▶ Work order
Copy out the lines below that hold the word "side".
*** Begin section ***
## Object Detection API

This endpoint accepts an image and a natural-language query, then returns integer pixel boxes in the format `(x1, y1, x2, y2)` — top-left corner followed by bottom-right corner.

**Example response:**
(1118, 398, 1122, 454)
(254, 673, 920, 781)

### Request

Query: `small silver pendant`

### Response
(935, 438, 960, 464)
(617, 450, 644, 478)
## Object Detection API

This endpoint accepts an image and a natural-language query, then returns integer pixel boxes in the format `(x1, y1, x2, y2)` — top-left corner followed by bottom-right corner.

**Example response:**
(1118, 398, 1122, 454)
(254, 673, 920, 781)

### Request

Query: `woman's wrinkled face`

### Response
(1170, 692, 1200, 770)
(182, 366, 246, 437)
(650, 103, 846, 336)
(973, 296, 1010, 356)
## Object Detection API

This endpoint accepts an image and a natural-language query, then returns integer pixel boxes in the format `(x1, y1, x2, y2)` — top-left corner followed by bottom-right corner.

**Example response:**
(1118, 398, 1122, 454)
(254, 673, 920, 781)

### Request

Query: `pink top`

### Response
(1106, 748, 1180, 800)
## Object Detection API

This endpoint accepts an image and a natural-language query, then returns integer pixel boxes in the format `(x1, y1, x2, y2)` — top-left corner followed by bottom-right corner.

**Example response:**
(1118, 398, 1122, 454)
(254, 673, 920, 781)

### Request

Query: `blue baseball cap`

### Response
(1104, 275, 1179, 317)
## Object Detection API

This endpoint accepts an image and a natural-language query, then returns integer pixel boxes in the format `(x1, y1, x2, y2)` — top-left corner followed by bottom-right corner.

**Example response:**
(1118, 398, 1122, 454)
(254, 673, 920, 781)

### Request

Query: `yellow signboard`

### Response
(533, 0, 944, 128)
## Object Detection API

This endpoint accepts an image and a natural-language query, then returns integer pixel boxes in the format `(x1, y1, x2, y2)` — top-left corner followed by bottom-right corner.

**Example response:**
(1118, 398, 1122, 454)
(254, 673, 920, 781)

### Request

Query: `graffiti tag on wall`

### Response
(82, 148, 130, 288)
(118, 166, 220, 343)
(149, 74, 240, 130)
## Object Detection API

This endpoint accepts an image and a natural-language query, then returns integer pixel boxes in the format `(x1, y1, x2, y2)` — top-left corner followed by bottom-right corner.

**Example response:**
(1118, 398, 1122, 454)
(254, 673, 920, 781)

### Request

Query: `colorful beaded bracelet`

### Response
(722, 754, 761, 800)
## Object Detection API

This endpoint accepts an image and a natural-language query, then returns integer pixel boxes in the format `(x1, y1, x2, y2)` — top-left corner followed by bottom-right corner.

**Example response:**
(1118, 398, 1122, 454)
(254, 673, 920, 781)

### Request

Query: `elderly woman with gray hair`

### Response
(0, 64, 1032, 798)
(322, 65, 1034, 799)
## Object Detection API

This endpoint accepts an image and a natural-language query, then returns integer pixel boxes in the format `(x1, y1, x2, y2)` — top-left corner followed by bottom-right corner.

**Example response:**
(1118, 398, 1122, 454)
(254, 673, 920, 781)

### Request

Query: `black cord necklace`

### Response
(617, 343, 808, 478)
*** End section ***
*** Begin section ***
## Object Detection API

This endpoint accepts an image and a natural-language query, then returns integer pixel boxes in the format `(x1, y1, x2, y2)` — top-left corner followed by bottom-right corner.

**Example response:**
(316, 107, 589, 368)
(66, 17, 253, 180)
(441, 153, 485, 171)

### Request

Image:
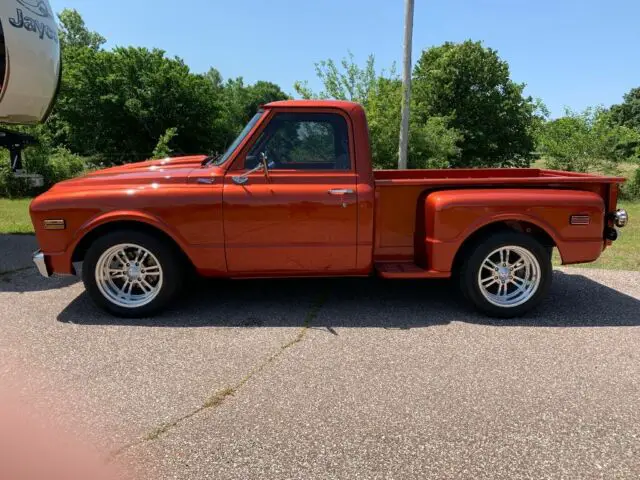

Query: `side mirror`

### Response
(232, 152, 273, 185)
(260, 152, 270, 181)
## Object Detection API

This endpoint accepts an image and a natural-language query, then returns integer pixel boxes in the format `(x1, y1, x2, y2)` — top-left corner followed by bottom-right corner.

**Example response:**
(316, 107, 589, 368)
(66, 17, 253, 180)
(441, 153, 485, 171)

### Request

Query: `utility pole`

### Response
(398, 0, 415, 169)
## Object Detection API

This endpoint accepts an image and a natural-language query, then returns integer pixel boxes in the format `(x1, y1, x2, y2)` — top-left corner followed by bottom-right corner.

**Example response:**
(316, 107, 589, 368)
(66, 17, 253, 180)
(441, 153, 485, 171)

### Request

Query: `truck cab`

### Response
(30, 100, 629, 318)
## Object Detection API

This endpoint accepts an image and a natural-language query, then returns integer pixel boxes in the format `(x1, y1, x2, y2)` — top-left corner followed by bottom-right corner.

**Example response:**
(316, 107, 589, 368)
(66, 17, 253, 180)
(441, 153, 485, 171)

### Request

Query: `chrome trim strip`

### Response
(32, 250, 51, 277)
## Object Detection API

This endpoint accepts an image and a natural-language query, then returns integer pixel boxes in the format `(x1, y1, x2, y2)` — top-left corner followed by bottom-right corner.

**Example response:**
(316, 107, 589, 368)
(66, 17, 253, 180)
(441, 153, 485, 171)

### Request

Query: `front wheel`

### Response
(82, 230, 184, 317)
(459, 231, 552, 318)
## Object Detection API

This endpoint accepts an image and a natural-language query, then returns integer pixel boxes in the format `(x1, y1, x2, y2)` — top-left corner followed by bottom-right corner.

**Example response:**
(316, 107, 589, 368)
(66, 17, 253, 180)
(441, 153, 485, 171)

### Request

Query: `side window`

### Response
*** End section ***
▶ Solution to this task
Query: `side mirror`
Query: `side window`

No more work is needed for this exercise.